Output the records from the line that contains "Please indicate the green grass" through the end of the records as a two-column CSV with columns entry and response. Give one row per entry, putting its text and its answer each in a single quoted field with line breaks replaced by spaces.

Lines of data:
.....

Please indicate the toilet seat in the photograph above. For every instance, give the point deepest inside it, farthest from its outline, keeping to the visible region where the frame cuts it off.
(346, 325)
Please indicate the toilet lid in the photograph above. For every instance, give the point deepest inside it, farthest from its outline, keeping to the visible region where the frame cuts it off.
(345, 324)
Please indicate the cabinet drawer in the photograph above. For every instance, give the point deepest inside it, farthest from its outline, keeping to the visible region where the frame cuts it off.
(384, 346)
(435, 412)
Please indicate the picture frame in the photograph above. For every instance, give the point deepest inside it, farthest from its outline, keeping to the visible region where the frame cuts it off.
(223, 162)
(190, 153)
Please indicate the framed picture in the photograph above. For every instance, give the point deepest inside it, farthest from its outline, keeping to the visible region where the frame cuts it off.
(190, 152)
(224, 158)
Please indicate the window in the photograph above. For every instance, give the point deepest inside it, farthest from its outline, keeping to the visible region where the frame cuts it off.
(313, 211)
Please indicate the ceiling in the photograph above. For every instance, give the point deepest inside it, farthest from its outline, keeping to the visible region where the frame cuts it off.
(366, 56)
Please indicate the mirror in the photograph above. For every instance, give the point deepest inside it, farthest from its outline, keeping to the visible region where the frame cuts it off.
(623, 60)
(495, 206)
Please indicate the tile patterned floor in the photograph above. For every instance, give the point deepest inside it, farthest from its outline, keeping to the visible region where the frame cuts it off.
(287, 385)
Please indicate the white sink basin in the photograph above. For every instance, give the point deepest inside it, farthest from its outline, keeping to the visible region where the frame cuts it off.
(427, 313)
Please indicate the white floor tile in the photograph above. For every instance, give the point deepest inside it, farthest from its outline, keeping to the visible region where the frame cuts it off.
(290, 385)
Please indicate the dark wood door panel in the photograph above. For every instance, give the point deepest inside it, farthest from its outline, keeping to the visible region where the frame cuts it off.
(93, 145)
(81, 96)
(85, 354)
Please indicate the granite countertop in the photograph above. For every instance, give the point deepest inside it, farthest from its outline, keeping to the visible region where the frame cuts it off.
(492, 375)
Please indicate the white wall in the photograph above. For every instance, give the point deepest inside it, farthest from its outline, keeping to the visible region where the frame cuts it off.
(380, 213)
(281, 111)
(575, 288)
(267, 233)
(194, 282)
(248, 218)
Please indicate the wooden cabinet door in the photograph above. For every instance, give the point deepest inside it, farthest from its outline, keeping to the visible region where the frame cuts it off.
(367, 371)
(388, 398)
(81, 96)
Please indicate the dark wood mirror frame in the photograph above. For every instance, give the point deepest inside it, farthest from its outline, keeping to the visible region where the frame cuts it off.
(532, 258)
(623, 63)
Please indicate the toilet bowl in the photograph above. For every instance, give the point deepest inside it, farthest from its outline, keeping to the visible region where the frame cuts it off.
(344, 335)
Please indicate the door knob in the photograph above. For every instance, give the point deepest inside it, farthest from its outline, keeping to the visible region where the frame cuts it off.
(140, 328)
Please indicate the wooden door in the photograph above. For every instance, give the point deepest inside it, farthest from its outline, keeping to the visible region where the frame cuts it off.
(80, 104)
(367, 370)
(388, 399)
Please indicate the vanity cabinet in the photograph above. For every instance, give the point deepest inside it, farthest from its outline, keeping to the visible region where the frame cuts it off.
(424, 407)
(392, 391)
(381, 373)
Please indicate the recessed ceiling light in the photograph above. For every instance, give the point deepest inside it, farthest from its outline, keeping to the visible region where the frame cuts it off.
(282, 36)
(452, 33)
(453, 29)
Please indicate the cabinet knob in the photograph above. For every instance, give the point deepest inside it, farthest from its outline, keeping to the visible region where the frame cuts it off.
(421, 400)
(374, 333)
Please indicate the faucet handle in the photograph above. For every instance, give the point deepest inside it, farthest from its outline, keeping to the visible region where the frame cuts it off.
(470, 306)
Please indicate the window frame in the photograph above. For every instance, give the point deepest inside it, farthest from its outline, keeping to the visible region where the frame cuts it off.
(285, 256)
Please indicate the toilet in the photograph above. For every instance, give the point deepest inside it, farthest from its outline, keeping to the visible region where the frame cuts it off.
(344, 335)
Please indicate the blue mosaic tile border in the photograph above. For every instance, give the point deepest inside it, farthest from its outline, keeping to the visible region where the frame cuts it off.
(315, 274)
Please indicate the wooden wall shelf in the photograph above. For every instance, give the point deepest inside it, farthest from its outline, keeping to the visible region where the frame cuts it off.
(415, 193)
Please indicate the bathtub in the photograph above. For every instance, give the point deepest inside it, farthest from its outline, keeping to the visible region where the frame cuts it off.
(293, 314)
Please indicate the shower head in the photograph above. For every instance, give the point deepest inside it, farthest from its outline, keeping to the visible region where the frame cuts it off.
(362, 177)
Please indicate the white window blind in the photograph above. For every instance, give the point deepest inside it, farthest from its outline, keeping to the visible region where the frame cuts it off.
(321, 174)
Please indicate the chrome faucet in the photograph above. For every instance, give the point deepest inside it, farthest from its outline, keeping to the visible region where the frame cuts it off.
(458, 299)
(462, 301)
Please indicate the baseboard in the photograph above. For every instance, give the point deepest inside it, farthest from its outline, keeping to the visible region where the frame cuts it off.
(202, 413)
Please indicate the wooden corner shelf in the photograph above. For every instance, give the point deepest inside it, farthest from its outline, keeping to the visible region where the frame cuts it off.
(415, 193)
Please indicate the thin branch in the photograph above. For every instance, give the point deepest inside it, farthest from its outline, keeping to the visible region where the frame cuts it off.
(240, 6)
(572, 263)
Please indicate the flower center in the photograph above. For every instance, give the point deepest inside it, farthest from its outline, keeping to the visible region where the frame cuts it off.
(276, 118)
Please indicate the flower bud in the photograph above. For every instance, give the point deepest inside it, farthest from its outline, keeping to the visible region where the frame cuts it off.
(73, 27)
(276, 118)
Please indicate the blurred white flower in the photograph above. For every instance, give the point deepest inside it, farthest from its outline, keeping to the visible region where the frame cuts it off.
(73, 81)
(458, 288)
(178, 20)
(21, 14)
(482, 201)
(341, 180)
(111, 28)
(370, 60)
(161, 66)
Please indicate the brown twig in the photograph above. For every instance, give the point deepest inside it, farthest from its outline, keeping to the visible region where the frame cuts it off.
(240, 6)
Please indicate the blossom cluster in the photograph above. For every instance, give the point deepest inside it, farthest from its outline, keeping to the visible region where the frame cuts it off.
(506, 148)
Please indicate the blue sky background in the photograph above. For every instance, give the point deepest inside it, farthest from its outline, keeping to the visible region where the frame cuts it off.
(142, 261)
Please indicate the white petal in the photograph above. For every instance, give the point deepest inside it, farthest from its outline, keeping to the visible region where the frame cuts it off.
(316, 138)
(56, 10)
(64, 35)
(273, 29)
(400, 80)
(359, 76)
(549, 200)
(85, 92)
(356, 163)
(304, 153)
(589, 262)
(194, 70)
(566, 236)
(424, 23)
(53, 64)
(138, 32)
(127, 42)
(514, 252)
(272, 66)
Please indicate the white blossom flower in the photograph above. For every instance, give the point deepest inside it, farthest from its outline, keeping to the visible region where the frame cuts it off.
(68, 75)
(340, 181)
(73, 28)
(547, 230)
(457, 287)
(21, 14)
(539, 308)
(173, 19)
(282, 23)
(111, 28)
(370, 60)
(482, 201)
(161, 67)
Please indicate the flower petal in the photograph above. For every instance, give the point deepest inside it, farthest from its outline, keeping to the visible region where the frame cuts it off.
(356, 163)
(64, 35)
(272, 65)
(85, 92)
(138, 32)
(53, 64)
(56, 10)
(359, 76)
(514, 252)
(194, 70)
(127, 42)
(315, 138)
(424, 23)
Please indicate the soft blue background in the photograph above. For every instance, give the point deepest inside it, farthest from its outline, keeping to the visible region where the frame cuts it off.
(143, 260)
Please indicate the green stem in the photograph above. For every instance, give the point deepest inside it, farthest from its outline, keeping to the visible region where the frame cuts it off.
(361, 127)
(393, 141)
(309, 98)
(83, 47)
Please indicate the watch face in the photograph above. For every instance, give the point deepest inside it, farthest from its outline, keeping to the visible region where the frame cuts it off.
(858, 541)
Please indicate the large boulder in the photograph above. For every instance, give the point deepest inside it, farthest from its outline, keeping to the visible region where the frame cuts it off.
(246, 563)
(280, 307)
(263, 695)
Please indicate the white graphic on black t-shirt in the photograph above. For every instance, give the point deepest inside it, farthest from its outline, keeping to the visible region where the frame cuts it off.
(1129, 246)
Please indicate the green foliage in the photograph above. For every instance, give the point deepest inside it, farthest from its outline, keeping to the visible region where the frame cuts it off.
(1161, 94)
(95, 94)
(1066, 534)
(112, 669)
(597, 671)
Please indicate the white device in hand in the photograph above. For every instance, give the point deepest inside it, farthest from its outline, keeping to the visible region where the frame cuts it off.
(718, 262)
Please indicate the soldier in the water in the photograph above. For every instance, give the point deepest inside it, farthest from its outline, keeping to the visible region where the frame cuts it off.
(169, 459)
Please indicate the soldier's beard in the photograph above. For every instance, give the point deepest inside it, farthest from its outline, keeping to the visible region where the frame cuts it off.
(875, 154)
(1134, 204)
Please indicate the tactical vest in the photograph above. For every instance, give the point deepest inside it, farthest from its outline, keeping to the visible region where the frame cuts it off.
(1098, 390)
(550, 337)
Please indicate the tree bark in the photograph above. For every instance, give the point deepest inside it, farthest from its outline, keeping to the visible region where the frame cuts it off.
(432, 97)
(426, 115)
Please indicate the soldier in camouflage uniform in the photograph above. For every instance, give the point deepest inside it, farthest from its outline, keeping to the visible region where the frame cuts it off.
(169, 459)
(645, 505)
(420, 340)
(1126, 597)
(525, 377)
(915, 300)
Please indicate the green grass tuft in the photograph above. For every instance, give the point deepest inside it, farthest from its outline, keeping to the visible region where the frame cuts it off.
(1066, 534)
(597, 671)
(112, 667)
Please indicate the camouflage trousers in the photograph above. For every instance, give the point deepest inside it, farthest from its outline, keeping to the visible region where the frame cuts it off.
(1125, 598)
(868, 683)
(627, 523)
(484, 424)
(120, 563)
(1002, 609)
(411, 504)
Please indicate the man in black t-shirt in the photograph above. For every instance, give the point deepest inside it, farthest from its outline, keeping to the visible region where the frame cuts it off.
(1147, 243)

.....

SOLUTION ▸
entry,response
"Please indicate the green grass tuft in the photograph above. For every instance, give the point deepest inside it, farthest from its outline, keeping to the visible region where the frame cuts it off.","(1066, 534) (597, 671) (112, 667)"
"Please indicate the camouflage trousers in the photograph above. For every instance, give the point deepest inside it, farthest from its outline, keeping to the visible region where the frame cuts it off.","(1125, 598) (868, 683) (627, 523) (484, 424) (120, 563) (1002, 609) (411, 504)"
"Please indicate the man in black t-shirt in the photograph above. For every instance, give the point deepest inside it, farthest from its outline, keeping to the visible region where the frame cuts it off.","(1147, 243)"